▸ **PROMPT**: Print every entry below again. Nothing may differ from the original.

▸ **EXERCISE INPUTS**:

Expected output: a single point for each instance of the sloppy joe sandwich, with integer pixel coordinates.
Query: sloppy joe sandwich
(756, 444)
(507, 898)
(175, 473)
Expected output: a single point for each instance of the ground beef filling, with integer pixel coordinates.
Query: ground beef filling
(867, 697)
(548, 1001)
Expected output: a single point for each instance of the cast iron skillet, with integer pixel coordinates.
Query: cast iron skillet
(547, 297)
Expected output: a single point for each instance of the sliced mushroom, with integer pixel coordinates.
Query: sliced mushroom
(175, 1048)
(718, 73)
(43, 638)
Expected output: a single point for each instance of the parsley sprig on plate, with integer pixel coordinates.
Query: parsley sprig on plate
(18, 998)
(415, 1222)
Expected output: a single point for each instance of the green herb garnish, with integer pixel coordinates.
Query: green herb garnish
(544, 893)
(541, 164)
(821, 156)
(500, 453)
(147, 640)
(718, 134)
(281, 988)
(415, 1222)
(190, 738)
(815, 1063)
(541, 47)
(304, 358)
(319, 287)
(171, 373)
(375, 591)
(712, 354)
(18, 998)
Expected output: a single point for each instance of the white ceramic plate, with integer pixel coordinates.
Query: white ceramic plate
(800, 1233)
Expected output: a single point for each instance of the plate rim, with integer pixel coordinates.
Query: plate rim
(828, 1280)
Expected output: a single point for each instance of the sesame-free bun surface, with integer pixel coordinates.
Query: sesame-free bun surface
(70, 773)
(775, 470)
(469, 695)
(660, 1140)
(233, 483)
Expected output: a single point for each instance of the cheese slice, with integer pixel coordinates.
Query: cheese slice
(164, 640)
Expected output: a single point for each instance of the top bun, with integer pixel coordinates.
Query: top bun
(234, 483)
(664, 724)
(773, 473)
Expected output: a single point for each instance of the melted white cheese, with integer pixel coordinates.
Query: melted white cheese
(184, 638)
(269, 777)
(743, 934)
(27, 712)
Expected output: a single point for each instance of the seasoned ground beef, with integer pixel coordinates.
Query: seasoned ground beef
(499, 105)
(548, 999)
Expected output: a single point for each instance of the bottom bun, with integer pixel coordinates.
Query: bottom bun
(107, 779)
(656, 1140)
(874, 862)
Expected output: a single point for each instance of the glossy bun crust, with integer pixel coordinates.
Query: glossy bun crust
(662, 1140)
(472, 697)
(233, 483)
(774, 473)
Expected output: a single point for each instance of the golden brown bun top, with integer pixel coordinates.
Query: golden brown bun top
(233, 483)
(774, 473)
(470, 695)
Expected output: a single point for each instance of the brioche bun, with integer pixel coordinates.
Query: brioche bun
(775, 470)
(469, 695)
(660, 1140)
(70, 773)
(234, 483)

▸ **EXERCISE OUTPUT**:
Expected output: a single point for each instance of the sloppy joe sandwich, with integer pixel coordinates.
Query: sloppy joe sandwich
(756, 444)
(507, 898)
(175, 473)
Expected output: a single point for each instance of the ground beef filling, with integer pixel coordinates.
Query: ground beef filling
(867, 697)
(548, 1001)
Expected output: a single point for each instance of the cast iron skillet, with integer pixel coordinates.
Query: cast iron skillet
(547, 297)
Expected output: a single point for each instance of the sliced mushroom, with integer pixel coordinates.
Query: sliced mushroom
(175, 1048)
(718, 73)
(43, 638)
Expected output: a single point for each instance of the parsley sprig on plate, with integer pixel coordinates.
Query: parsley sprig on plate
(18, 998)
(415, 1222)
Expected output: a single point for each instance of the green herb garnish, with integer pixel coordinates.
Query: green herb garnish
(544, 893)
(541, 164)
(821, 156)
(500, 453)
(147, 640)
(718, 134)
(281, 988)
(415, 1222)
(190, 738)
(815, 1063)
(541, 47)
(304, 358)
(319, 287)
(171, 373)
(375, 591)
(712, 354)
(18, 998)
Expected output: a single point for each instance of the white ceramic plate, with integer pixel coordinates.
Query: white ceramic plate
(800, 1233)
Expected output: a single point for each instance of the plate rim, with integer pixel coordinates.
Query: plate rim
(828, 1280)
Expected output: a single point for each instance of the sesame-free bun surface, with integer pixel coordinates.
Query: sesame-free bun surface
(70, 773)
(775, 470)
(469, 695)
(660, 1140)
(233, 483)
Expected output: a single point for each instance of the cheese slice, with integer pixel coordinates.
Query: cheese slice
(164, 640)
Expected output: a single point for each instance of the top bun, with integer pixel coordinates.
Query: top bun
(234, 483)
(664, 724)
(773, 473)
Expected output: a single point for each instance of the melted white cheese, with integer pixel coordinates.
Query: melted white cheese
(184, 638)
(269, 777)
(743, 934)
(27, 712)
Expected output: a single point for each instance of the seasoned ground beef, with integer pixel coordinates.
Query: seasoned ground beef
(499, 105)
(548, 999)
Expected output: a single point for each instance of the bottom bun, with integer pixel coordinates.
Query: bottom bun
(107, 779)
(656, 1140)
(874, 862)
Expected output: a single point for each instance of the glossy bun crust, with integer pixel coordinates.
Query: glossy bun crust
(662, 1140)
(472, 697)
(233, 483)
(774, 473)
Expected output: a single point for each instance of the golden brown bun top, with integer pixel coordinates.
Query: golden brown bun top
(233, 483)
(774, 473)
(470, 695)
Expected output: a single point for each instance of the brioche bun, with integer pixel coordinates.
Query: brioche bun
(775, 470)
(469, 695)
(660, 1140)
(70, 773)
(234, 483)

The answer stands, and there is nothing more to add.